# 本文
= = = = = = =

被災者を犠牲にしたブルジョア的「復興」を許すな!
学生が先頭に起ち、東北・関東大震災被災現地への圧倒的な支援を闘おう!

東北大学社会思想研究会

全国の学生は被災現地へ

 全国の学生諸君! 東北大学の全ての学生諸君! 新入生の皆さん!
 東北大学社会思想研究会は、われわれと共に3・11東北・関東大震災被災地に赴き、被災者への支援活動に全ての学生が起ち上がることを訴える。
 3月11日午後2時46分、宮城県沖を震源とするマグニチュード9・0という「日本の観測史上最大」の大地震が発生し、その直後には福島県沖、茨城県沖を震源とする大地震と数十メートルに及ぶ大津波が東北地方の太平洋沿岸部を中心に関東沿岸部をも襲った。
 この大地震と大津波により、4月30日現在、2万5000人以上の労働者人民が死亡または行方不明となり、多くの労働者人民の生活基盤が根こそぎ破壊された。家屋や仕事を失った被災者は数十万人にものぼり、交通機関の停止、道路の遮断、港湾施設の破壊などで食糧、燃料、医薬品などの物資が不足している。労働者人民は苦しい避難生活を強いられている。
 甚大な被害を受けた東北・関東各県の中でも死者、行方不明者が一番多かった宮城県太平洋沿岸部の市町村では、大津波により内陸部数キロまで押し流された船舶、流されて破壊された家屋や車両などが、未だに瓦礫の山を築いている。漁場や漁港も破壊され、津波の塩害などで田畑も大きな被害を受けており、地元の農民・漁民・労働者の今後の生活は全く見通しが立たない状況だ。
 3・11大震災から約2ヵ月近くになろうとしている。主要幹線道路や鉄道などは徐々に復旧し、物資も入って来ているが、長期にわたる避難生活で被災者の疲労は極限に達しており、現在も厳しい状況下に置かれている。 
 今、われわれ学生に求められているのは、労働者と共に被災者支援の闘いに起ちあがることだ。新入生や多くの学生を被災現地支援に組織しよう。

= = = = = = =

# データ抜粋

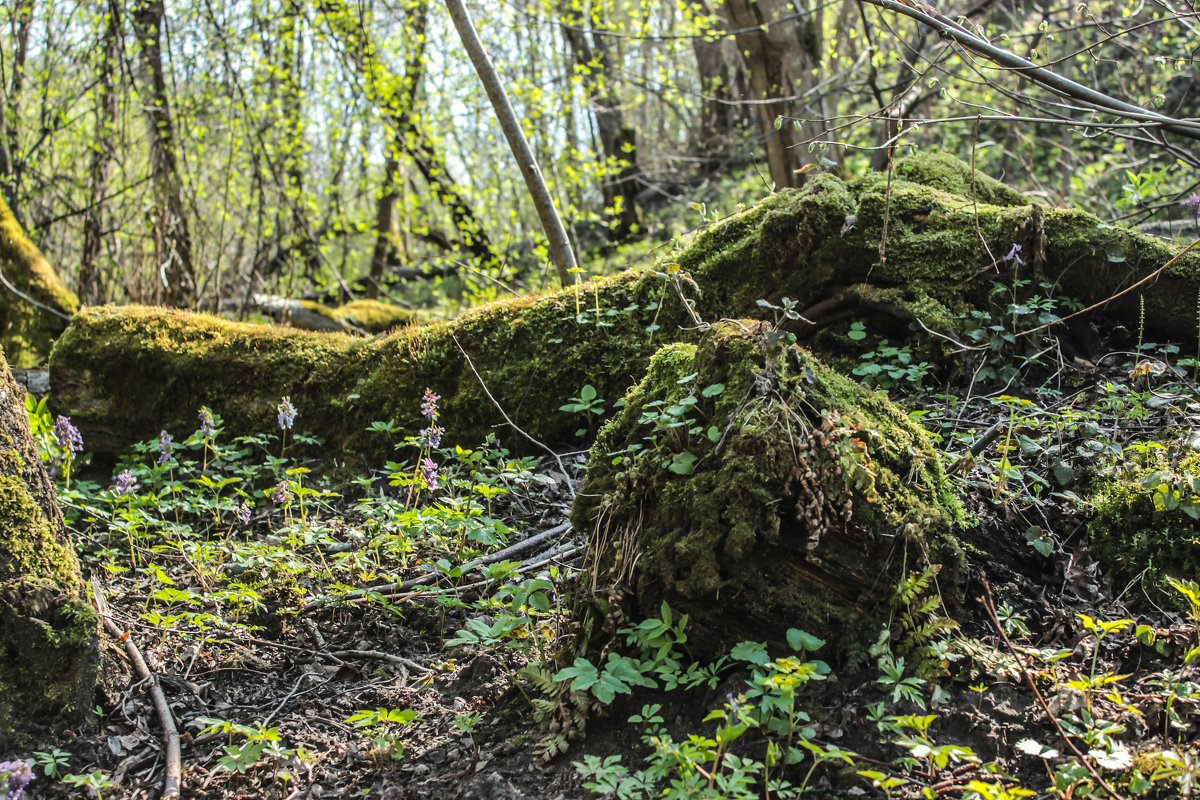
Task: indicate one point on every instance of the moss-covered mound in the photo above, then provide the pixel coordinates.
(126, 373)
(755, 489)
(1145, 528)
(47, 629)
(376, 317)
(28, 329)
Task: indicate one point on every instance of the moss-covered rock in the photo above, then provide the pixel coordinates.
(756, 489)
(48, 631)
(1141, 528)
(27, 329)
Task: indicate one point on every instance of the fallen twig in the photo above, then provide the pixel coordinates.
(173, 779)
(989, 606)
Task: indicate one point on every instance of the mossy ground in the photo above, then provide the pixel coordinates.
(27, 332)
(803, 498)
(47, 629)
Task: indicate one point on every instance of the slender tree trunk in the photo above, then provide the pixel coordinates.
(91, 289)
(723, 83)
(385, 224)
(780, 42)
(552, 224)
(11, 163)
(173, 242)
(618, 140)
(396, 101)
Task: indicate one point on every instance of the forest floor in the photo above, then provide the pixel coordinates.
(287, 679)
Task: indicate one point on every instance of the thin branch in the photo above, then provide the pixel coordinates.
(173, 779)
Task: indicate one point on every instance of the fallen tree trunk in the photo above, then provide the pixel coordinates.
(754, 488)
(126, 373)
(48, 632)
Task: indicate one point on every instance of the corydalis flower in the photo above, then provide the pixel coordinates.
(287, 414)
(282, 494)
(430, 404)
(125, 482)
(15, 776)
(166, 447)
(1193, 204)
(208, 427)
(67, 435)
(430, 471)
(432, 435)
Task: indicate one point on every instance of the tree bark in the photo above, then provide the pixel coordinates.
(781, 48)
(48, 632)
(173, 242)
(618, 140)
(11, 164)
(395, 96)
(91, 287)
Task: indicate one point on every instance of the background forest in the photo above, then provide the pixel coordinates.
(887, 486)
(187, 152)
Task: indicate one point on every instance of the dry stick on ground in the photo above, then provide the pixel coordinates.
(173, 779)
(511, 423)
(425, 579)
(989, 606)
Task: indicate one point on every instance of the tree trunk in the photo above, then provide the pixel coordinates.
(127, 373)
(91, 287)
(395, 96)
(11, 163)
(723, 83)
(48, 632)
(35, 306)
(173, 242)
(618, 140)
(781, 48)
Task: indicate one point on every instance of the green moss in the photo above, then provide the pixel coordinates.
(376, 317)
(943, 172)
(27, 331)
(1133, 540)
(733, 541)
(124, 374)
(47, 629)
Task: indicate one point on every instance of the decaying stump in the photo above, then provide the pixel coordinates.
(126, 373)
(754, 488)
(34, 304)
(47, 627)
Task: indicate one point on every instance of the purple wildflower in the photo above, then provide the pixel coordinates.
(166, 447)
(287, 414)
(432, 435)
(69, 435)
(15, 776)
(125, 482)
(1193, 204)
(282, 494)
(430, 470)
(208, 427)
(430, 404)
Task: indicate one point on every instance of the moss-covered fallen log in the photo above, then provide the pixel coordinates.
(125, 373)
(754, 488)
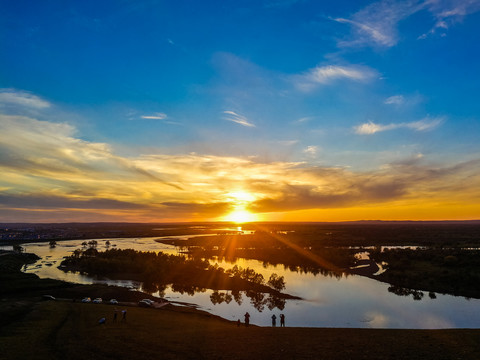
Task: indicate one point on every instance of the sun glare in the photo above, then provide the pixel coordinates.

= = = = = = =

# 作業項目
震災を扱った本文の「全国の学生は被災現地へ」から「厳しい状況下に置かれている。」まで（両端の語句も含む）を、「大津波」を「巨大津波」に言い換えて書き直してください。 記録は本文とは別の資料です。

# 課題の解答
全国の学生は被災現地へ

 全国の学生諸君! 東北大学の全ての学生諸君! 新入生の皆さん!
 東北大学社会思想研究会は、われわれと共に3・11東北・関東大震災被災地に赴き、被災者への支援活動に全ての学生が起ち上がることを訴える。
 3月11日午後2時46分、宮城県沖を震源とするマグニチュード9・0という「日本の観測史上最大」の大地震が発生し、その直後には福島県沖、茨城県沖を震源とする大地震と数十メートルに及ぶ巨大津波が東北地方の太平洋沿岸部を中心に関東沿岸部をも襲った。
 この大地震と巨大津波により、4月30日現在、2万5000人以上の労働者人民が死亡または行方不明となり、多くの労働者人民の生活基盤が根こそぎ破壊された。家屋や仕事を失った被災者は数十万人にものぼり、交通機関の停止、道路の遮断、港湾施設の破壊などで食糧、燃料、医薬品などの物資が不足している。労働者人民は苦しい避難生活を強いられている。
 甚大な被害を受けた東北・関東各県の中でも死者、行方不明者が一番多かった宮城県太平洋沿岸部の市町村では、巨大津波により内陸部数キロまで押し流された船舶、流されて破壊された家屋や車両などが、未だに瓦礫の山を築いている。漁場や漁港も破壊され、津波の塩害などで田畑も大きな被害を受けており、地元の農民・漁民・労働者の今後の生活は全く見通しが立たない状況だ。
 3・11大震災から約2ヵ月近くになろうとしている。主要幹線道路や鉄道などは徐々に復旧し、物資も入って来ているが、長期にわたる避難生活で被災者の疲労は極限に達しており、現在も厳しい状況下に置かれている。